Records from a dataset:
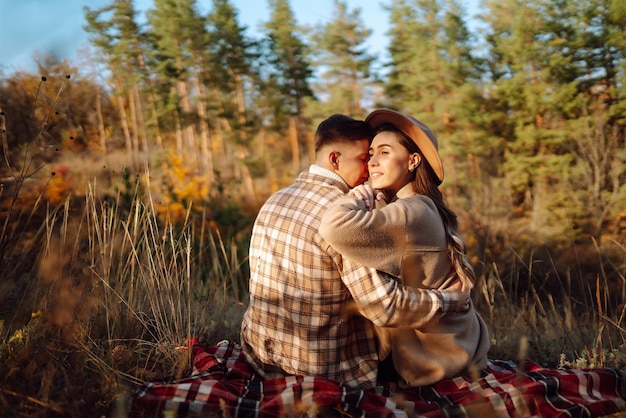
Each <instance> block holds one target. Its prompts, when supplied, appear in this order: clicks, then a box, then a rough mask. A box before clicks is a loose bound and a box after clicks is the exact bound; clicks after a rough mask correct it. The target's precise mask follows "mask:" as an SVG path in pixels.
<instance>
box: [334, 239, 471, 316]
mask: <svg viewBox="0 0 626 418" xmlns="http://www.w3.org/2000/svg"><path fill="white" fill-rule="evenodd" d="M329 252H330V253H334V255H333V257H334V258H335V259H337V260H339V263H338V265H339V266H340V271H341V279H342V281H343V282H344V284H345V285H346V287H347V288H348V290H349V292H350V294H351V295H352V298H353V299H354V302H355V305H356V306H355V308H356V310H358V311H359V313H360V314H361V315H363V316H365V317H366V318H368V319H369V320H370V321H372V323H374V324H375V325H377V326H380V327H409V328H421V327H422V326H424V325H426V324H432V323H436V322H437V321H439V319H440V318H441V317H443V316H444V315H445V314H447V313H451V312H457V311H458V310H459V299H460V298H461V297H462V296H463V293H462V292H460V291H455V290H434V289H417V288H412V287H409V286H404V285H402V284H401V283H400V281H398V280H396V279H395V278H394V277H393V276H391V275H388V274H386V273H384V272H381V271H377V270H376V269H373V268H370V267H365V266H363V265H361V264H358V263H356V262H355V261H353V260H350V259H349V258H346V257H343V258H342V256H341V255H340V254H339V253H337V252H336V250H334V249H333V248H332V247H330V246H329Z"/></svg>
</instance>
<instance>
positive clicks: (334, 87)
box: [312, 0, 375, 117]
mask: <svg viewBox="0 0 626 418" xmlns="http://www.w3.org/2000/svg"><path fill="white" fill-rule="evenodd" d="M333 4H334V12H333V16H335V17H334V19H333V20H331V21H330V22H328V23H326V24H324V25H323V26H322V27H321V28H320V29H319V30H318V31H317V32H316V33H314V35H313V38H312V40H313V43H314V45H315V53H316V58H317V60H316V65H318V66H319V67H320V68H321V70H320V72H321V73H320V74H319V77H320V80H321V82H320V83H318V84H317V88H316V93H317V94H318V96H319V97H323V98H324V105H323V107H324V114H325V115H328V114H330V113H344V114H346V115H350V116H358V117H360V116H362V115H363V113H364V105H363V103H364V102H365V100H366V99H369V98H368V97H364V93H365V92H366V89H367V87H368V85H369V84H371V83H372V82H373V74H372V72H371V68H372V64H373V62H374V61H375V57H374V56H373V55H371V54H369V53H368V52H367V51H368V49H367V46H366V45H365V42H366V41H367V39H368V38H369V36H370V35H371V33H372V30H371V29H367V28H366V27H365V24H364V23H363V20H362V19H361V9H360V8H359V7H355V8H354V9H353V10H352V11H349V10H348V5H347V3H346V2H345V1H342V0H334V3H333Z"/></svg>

- PROBLEM TO SOLVE -
Every line above should be returned word for word, with the pictures left behind.

- SOLUTION -
Each <instance> block holds one target. Its prompts, when supplied, appear in this order: clicks, then a box, then a rough mask. A box before clicks is a loose bound and a box after clicks is the exact bound; clicks after a rough mask correct it. The target's precise mask follows "mask:" as an SVG path in pixels.
<instance>
box: [334, 239, 471, 316]
mask: <svg viewBox="0 0 626 418" xmlns="http://www.w3.org/2000/svg"><path fill="white" fill-rule="evenodd" d="M329 252H330V253H334V255H333V257H334V258H335V259H337V260H339V263H338V265H339V266H340V271H341V279H342V281H343V282H344V284H345V285H346V287H347V288H348V290H349V292H350V294H351V295H352V298H353V299H354V302H355V305H356V306H355V308H356V310H358V311H359V313H360V314H361V315H363V316H365V317H366V318H368V319H369V320H370V321H372V323H374V324H375V325H377V326H380V327H409V328H421V327H422V326H424V325H426V324H432V323H436V322H437V321H439V319H440V318H441V317H443V316H444V315H445V314H447V313H451V312H457V311H458V310H459V299H460V298H461V297H462V296H463V293H462V292H460V291H455V290H434V289H417V288H412V287H409V286H404V285H402V284H401V283H400V281H398V280H396V279H395V278H394V277H393V276H391V275H388V274H386V273H384V272H381V271H377V270H376V269H373V268H370V267H365V266H363V265H361V264H358V263H356V262H355V261H353V260H350V259H349V258H346V257H343V258H342V256H341V255H340V254H339V253H337V252H336V250H334V249H333V248H332V247H330V246H329Z"/></svg>
</instance>
<instance>
positive clicks: (334, 87)
box: [312, 0, 375, 117]
mask: <svg viewBox="0 0 626 418" xmlns="http://www.w3.org/2000/svg"><path fill="white" fill-rule="evenodd" d="M333 4H334V12H333V16H335V17H334V19H333V20H331V21H330V22H328V23H326V24H324V25H323V26H322V27H321V28H320V29H319V30H318V31H317V32H316V33H314V35H313V38H312V40H313V43H314V45H315V53H316V58H317V60H316V65H318V66H319V67H320V68H321V70H320V72H321V73H320V74H319V77H320V80H321V82H320V83H318V84H317V88H316V93H317V94H318V96H319V97H323V98H324V105H323V107H324V114H325V115H328V114H330V113H344V114H346V115H350V116H358V117H360V116H362V115H363V113H364V105H363V103H364V102H365V100H366V99H369V98H368V97H364V93H365V92H366V89H367V87H368V85H369V84H371V83H372V82H373V74H372V72H371V68H372V64H373V62H374V61H375V57H374V56H373V55H371V54H369V53H368V52H367V51H368V49H367V46H366V45H365V42H366V41H367V39H368V38H369V36H370V35H371V33H372V30H371V29H367V28H366V27H365V24H364V23H363V20H362V19H361V9H360V8H359V7H355V8H354V9H353V10H352V11H349V10H348V5H347V3H346V2H345V1H342V0H334V3H333Z"/></svg>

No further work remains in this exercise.